- **Task description**
Reproduce every line of the data below, requests included, shifting each answer point by adding 15 to both of its coordinates. Leave the coordinates in the format samples within the requests as they are.

(Dataset records on object locations)

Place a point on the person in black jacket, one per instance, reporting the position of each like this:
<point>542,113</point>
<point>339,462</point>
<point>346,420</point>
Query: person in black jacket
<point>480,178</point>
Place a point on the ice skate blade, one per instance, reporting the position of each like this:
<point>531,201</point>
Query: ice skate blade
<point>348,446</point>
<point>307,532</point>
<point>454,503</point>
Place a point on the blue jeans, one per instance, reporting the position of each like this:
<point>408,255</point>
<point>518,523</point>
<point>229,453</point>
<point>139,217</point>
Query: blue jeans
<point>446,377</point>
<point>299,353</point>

- **Expected output**
Place a point on the person in black jacket, one per instance, reporting the position of each like this:
<point>542,113</point>
<point>339,462</point>
<point>346,420</point>
Query: person in black jacket
<point>495,193</point>
Place a point on the ice skate blade, one per instance, reporting the position of each like this:
<point>531,201</point>
Query: ice skate blade
<point>363,461</point>
<point>322,547</point>
<point>469,518</point>
Place a point on the blue jeans, one per instance, reporting the position of each like this:
<point>408,255</point>
<point>518,523</point>
<point>229,453</point>
<point>139,217</point>
Query: blue jeans
<point>461,392</point>
<point>314,368</point>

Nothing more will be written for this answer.